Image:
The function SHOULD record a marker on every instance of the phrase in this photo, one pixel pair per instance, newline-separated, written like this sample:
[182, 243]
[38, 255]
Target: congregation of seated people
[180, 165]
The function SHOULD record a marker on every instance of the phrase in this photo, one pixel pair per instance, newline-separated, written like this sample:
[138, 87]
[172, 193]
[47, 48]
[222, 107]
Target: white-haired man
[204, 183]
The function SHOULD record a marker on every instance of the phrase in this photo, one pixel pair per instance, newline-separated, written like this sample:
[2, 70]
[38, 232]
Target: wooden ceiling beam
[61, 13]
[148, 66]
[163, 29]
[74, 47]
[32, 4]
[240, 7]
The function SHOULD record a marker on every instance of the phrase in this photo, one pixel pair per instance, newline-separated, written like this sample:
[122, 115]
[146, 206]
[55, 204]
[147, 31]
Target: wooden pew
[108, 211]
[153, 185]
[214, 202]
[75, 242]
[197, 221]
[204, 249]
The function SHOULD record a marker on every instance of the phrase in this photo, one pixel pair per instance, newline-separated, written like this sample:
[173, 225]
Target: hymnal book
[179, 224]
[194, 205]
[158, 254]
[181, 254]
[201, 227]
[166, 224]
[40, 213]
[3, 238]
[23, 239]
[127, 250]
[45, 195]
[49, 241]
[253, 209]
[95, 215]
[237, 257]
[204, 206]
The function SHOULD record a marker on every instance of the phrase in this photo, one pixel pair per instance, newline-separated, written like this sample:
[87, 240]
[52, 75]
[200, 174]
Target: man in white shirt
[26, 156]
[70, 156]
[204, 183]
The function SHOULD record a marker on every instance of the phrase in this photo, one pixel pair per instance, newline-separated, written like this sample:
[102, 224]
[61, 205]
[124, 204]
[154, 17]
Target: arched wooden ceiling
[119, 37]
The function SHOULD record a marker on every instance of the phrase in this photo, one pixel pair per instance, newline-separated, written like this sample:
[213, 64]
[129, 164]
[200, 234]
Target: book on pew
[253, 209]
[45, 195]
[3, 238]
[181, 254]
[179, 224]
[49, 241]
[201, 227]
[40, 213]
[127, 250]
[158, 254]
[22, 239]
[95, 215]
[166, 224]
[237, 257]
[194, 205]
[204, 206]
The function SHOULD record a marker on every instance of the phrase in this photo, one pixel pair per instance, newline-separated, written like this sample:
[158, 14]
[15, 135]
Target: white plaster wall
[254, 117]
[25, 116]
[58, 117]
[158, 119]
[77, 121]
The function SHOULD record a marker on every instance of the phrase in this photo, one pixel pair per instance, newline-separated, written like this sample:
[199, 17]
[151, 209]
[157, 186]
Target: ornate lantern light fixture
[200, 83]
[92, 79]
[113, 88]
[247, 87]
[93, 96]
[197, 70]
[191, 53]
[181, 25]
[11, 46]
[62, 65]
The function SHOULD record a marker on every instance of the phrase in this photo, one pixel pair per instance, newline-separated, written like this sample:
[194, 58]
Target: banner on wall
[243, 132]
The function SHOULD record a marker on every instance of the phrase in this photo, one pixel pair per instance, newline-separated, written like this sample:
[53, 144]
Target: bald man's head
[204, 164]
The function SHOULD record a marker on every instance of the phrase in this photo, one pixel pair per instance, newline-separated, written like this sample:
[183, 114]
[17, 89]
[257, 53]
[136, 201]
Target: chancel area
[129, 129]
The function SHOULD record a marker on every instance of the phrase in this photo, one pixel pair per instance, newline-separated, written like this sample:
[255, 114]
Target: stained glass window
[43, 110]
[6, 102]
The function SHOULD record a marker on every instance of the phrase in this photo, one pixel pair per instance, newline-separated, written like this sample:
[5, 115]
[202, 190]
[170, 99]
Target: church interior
=======
▶ _PROBLEM TO WORK ON_
Produce an exact copy of all the records.

▶ _THE REPLY_
Image:
The function SHOULD record a marker on every instance of the phrase in this photo, one pixel pair per instance, newline-separated, written like this sample:
[182, 243]
[38, 255]
Target: congregation of seated people
[180, 165]
The function SHOULD record a marker on every instance of the phrase in this photo, one pixel pair per instance, newline-separated, written like this sample:
[138, 87]
[172, 193]
[47, 48]
[222, 107]
Target: white-haired man
[204, 183]
The function SHOULD record a marker on every instance of the phrase in this photo, one pixel pair per instance, newline-separated, written like this sample:
[2, 70]
[38, 232]
Target: wooden ceiling beam
[61, 13]
[148, 66]
[163, 29]
[74, 47]
[32, 4]
[240, 7]
The function SHOULD record a marker on every instance of the phrase in this photo, one pixel pair per instance, newline-separated, written like this sample:
[122, 115]
[146, 206]
[55, 204]
[147, 31]
Target: wooden pew
[108, 211]
[153, 185]
[214, 202]
[75, 242]
[197, 221]
[204, 249]
The function SHOULD record a marker on every instance of the phrase in this photo, one pixel pair per instance, newline-separated, written like this sample:
[173, 225]
Target: hymnal book
[179, 224]
[194, 205]
[158, 254]
[181, 254]
[201, 227]
[166, 224]
[40, 213]
[3, 238]
[23, 239]
[127, 250]
[45, 195]
[49, 241]
[253, 209]
[95, 215]
[237, 257]
[204, 206]
The function SHOULD record a marker on every instance of the phrase in this photo, one pixel pair per instance, newline-separated, written like this sample:
[87, 240]
[52, 75]
[200, 174]
Target: man in white shirt
[26, 156]
[70, 156]
[204, 183]
The function SHOULD record a marker on every instance of the phrase in this photo, one pixel pair per instance, newline-separated, written like this sample:
[102, 224]
[61, 205]
[124, 204]
[154, 17]
Target: arched wooden ceiling
[119, 37]
The function SHOULD record a marker on every instance of the phrase in this photo, one pixel pair per instance, newline-separated, written like this sample:
[213, 64]
[129, 164]
[200, 234]
Target: book on pew
[253, 209]
[45, 195]
[3, 238]
[181, 254]
[179, 224]
[49, 241]
[201, 227]
[40, 213]
[127, 250]
[158, 254]
[22, 239]
[95, 215]
[166, 224]
[237, 257]
[194, 205]
[204, 206]
The function SHOULD record a marker on every instance of the phrase in this photo, one pixel pair per instance, newline-separated, written like this sample:
[158, 14]
[15, 135]
Target: white plaster wall
[254, 117]
[25, 116]
[58, 117]
[158, 119]
[77, 121]
The function SHOULD record a marker on every instance of the phrase in this photo, one pixel pair per instance, newline-separated, written like this sample:
[199, 17]
[151, 209]
[157, 186]
Target: ornate lantern light fixture
[200, 83]
[92, 79]
[113, 88]
[247, 87]
[93, 96]
[197, 70]
[191, 53]
[181, 25]
[11, 46]
[62, 65]
The function SHOULD record a marker on every instance of the phrase in this photo, one pixel pair per instance, newline-separated, written like this sample:
[194, 58]
Target: banner on wall
[243, 132]
The function SHOULD record a marker on every instance of the phrase in this photo, one pixel pair per instance, newline-separated, written like this sample:
[53, 144]
Target: bald man's head
[204, 164]
The function SHOULD record a marker on every instance of the phrase in this photo, one pixel pair per instance, newline-separated, written like this sample:
[183, 114]
[17, 89]
[257, 53]
[136, 201]
Target: chancel area
[129, 129]
The function SHOULD record a marker on every instance of the phrase in this photo, one pixel pair per instance, newline-separated, written like this sample:
[255, 114]
Target: stained glass window
[43, 110]
[6, 102]
The function SHOULD record a marker on every instance of the phrase in this photo, one pixel pair per instance, newline-separated, written like this sample:
[5, 115]
[202, 190]
[170, 99]
Target: church interior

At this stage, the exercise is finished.